What is asked
Reproduce the entries below word for word, from their first line through the line containing "580 419 L 600", both ends included.

Supplied data
★ ★ ★ ★

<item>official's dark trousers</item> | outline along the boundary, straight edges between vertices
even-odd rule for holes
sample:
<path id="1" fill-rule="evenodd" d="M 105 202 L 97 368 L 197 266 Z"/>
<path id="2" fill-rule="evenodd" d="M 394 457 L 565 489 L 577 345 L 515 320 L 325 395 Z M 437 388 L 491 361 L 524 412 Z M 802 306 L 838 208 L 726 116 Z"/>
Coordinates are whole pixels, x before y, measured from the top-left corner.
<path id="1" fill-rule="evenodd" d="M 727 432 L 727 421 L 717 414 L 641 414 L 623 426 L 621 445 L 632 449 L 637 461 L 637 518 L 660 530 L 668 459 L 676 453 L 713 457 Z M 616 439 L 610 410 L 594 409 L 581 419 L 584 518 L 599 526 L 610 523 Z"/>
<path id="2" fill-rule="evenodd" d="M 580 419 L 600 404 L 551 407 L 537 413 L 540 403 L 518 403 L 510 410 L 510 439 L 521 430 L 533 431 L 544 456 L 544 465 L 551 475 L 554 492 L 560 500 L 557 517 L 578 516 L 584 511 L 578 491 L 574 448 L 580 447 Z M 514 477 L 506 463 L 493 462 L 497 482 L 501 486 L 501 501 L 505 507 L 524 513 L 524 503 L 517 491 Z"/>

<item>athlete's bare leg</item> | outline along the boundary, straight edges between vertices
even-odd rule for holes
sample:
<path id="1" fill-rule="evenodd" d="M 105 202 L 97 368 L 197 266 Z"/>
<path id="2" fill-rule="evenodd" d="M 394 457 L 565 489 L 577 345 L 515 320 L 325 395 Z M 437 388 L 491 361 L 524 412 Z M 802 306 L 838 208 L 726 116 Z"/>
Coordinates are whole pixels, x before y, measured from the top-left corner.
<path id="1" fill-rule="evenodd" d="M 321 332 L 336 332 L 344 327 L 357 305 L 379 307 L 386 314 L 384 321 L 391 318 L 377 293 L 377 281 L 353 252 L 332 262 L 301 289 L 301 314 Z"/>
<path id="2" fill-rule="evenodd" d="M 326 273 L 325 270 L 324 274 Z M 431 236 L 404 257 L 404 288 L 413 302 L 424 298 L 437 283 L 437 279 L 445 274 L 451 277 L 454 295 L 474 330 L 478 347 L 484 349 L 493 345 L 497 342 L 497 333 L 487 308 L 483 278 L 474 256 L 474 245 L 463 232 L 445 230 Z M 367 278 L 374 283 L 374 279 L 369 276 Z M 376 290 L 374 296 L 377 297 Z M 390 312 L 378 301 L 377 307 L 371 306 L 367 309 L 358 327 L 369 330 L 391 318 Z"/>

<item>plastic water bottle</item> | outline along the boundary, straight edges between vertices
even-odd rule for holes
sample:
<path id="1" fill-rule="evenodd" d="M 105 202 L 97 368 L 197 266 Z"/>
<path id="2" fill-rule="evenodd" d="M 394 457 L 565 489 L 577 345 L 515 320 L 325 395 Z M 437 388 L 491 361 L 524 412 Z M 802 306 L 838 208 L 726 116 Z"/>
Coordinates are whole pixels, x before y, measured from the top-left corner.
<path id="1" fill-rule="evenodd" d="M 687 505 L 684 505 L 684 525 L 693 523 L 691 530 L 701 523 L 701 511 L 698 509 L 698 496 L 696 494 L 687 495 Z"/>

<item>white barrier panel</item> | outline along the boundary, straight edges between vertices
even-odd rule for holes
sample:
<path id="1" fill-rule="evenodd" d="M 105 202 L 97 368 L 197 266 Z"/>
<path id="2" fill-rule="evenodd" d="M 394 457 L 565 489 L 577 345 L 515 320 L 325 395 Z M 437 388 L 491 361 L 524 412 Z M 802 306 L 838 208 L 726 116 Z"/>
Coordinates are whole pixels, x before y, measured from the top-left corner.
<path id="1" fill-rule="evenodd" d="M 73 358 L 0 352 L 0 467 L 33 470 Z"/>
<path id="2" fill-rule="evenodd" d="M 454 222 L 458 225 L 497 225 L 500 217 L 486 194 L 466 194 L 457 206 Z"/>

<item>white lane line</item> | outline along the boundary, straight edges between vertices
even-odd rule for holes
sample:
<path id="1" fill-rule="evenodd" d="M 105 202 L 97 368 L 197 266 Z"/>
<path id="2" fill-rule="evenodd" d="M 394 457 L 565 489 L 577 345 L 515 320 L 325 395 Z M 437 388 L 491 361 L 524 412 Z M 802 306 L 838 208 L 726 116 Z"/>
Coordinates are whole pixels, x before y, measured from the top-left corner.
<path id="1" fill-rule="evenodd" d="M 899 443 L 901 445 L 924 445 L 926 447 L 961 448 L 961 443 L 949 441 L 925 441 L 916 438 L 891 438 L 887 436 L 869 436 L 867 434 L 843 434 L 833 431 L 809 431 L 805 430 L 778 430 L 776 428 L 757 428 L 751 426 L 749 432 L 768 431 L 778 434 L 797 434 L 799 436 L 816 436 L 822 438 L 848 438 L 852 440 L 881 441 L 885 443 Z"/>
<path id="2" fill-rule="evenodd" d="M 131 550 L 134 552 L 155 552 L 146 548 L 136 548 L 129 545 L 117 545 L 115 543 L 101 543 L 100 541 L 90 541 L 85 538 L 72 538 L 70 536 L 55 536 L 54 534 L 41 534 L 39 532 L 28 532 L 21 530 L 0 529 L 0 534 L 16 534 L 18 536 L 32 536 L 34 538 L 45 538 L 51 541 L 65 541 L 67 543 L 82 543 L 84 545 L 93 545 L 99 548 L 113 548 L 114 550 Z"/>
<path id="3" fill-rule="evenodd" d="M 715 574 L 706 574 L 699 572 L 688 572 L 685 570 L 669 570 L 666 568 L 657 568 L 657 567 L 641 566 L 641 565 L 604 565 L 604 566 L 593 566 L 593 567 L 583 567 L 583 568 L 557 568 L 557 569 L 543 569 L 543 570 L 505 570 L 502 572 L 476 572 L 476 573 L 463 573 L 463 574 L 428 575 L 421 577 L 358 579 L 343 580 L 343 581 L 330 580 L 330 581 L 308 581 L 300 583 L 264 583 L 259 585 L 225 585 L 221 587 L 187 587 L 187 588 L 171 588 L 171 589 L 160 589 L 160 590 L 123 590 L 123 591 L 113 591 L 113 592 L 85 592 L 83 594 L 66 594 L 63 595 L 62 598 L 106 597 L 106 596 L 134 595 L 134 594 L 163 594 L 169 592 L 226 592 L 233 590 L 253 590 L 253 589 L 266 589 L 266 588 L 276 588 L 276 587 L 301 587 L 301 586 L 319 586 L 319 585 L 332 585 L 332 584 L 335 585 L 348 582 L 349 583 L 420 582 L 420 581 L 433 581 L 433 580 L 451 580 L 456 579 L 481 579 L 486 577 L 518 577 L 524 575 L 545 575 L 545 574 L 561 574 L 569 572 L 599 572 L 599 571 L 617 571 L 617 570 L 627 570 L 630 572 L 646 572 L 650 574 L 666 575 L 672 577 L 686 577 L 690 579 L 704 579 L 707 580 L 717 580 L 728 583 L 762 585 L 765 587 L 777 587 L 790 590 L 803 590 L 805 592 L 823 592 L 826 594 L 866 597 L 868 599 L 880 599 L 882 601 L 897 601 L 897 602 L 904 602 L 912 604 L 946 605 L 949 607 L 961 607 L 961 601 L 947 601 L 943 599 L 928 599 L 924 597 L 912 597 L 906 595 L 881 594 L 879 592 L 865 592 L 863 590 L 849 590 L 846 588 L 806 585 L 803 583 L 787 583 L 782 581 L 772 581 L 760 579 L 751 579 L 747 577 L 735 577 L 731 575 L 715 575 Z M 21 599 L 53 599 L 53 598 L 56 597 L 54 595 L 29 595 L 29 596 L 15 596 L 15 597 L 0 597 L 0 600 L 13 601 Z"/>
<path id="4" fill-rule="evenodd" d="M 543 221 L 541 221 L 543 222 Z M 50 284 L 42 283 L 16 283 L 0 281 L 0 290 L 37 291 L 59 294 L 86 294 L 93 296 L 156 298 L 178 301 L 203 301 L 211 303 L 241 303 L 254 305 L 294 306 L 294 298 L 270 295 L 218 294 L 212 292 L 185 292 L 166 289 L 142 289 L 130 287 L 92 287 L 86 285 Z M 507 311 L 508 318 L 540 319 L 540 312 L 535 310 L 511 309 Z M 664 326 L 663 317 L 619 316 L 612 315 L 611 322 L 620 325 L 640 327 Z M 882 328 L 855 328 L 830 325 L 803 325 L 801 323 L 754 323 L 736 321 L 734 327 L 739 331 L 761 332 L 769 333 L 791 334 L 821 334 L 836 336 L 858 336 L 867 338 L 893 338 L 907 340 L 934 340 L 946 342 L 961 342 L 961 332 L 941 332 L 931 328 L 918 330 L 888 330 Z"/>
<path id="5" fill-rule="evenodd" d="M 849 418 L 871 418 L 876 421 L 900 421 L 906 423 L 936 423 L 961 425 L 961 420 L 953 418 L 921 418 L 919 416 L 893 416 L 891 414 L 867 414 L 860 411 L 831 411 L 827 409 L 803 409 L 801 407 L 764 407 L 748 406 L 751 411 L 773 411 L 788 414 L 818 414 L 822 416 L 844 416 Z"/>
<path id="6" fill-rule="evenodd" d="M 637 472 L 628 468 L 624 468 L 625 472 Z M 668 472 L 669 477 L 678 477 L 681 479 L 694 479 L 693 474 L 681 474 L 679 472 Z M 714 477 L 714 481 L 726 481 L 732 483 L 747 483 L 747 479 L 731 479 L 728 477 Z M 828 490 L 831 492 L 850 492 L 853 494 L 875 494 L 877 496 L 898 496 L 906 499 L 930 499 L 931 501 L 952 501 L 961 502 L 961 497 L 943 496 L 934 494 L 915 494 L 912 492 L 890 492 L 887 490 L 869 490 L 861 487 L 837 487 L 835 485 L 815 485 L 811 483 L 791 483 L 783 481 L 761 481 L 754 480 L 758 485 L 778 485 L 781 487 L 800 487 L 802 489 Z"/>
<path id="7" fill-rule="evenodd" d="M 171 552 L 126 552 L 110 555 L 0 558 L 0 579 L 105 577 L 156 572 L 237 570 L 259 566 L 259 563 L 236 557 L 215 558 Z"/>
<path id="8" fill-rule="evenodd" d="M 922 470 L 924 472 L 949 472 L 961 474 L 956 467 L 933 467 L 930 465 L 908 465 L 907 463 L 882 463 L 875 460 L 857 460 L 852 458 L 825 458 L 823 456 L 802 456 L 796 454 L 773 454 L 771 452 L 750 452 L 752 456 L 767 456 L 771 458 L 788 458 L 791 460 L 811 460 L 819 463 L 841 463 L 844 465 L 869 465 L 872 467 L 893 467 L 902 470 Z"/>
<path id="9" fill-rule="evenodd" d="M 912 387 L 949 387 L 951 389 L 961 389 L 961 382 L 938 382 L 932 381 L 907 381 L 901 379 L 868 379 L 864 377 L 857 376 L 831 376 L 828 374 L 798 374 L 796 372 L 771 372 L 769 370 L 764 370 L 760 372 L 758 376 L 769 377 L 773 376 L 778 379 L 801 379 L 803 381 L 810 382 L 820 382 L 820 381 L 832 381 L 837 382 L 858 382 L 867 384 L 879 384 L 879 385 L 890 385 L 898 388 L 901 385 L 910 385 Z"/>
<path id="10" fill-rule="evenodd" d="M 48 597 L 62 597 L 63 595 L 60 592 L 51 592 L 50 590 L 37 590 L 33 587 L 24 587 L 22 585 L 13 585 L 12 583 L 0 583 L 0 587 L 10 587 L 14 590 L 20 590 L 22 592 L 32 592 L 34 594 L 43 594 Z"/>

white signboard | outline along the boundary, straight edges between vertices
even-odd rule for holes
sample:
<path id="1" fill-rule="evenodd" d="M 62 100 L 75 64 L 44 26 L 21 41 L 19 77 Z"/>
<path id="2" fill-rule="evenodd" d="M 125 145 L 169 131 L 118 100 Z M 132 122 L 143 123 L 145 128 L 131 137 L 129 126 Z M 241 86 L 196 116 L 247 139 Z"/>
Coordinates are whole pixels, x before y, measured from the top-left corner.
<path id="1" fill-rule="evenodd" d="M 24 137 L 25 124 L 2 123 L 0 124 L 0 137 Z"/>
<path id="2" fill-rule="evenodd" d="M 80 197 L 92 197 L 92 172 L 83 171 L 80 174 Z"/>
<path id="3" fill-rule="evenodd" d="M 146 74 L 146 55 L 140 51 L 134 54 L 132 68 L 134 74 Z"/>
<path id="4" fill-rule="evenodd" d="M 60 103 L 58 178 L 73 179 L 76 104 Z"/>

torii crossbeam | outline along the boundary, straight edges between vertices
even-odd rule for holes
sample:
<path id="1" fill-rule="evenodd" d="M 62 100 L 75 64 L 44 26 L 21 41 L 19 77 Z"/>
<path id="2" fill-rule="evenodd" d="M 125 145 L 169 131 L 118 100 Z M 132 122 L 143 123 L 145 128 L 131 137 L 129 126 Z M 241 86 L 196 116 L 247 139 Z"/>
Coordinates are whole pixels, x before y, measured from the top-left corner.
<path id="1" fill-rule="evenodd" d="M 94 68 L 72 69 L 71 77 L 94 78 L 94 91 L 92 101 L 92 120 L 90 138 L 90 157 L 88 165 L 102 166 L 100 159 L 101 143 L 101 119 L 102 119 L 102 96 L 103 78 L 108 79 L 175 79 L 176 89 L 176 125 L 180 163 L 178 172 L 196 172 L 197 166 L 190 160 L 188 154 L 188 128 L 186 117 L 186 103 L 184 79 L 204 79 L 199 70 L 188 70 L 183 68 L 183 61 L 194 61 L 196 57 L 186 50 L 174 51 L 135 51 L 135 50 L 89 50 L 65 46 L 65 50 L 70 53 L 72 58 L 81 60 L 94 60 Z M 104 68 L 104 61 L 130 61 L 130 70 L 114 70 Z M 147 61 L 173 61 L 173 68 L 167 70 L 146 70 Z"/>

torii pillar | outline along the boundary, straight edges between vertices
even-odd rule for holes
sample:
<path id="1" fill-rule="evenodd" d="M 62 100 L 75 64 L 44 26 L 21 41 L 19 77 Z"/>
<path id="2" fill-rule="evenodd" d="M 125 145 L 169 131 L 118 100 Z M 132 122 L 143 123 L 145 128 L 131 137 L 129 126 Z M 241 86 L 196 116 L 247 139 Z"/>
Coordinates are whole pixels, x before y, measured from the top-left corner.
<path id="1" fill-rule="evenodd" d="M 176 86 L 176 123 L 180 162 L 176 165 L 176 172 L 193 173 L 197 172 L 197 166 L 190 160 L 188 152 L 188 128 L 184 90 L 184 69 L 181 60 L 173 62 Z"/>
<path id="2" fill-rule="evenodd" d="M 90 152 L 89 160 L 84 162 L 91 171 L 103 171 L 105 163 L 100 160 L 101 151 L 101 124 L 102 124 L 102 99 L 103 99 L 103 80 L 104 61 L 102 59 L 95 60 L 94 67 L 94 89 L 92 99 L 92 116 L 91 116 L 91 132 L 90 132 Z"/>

★ ★ ★ ★

Written response
<item>official's dark trousers</item> | outline along the boundary, straight edges between vertices
even-odd rule for holes
sample:
<path id="1" fill-rule="evenodd" d="M 105 202 L 97 368 L 197 266 Z"/>
<path id="2" fill-rule="evenodd" d="M 394 457 L 565 489 L 577 345 L 515 320 L 325 395 Z M 437 388 L 491 361 L 524 412 Z M 802 306 L 838 208 L 726 116 Z"/>
Coordinates are whole pixels, x before y, measured from the top-left corner.
<path id="1" fill-rule="evenodd" d="M 727 432 L 727 421 L 717 414 L 641 414 L 623 426 L 621 445 L 632 449 L 637 461 L 637 518 L 660 530 L 668 459 L 676 453 L 713 457 Z M 616 439 L 610 410 L 594 409 L 581 419 L 584 518 L 599 526 L 610 523 Z"/>
<path id="2" fill-rule="evenodd" d="M 580 419 L 600 404 L 551 407 L 537 413 L 540 403 L 518 403 L 510 410 L 510 439 L 521 430 L 533 431 L 544 456 L 544 465 L 551 475 L 554 492 L 560 500 L 557 517 L 578 516 L 584 511 L 578 491 L 574 448 L 580 447 Z M 514 477 L 506 463 L 493 462 L 497 482 L 501 486 L 501 501 L 505 507 L 524 513 L 524 503 L 517 491 Z"/>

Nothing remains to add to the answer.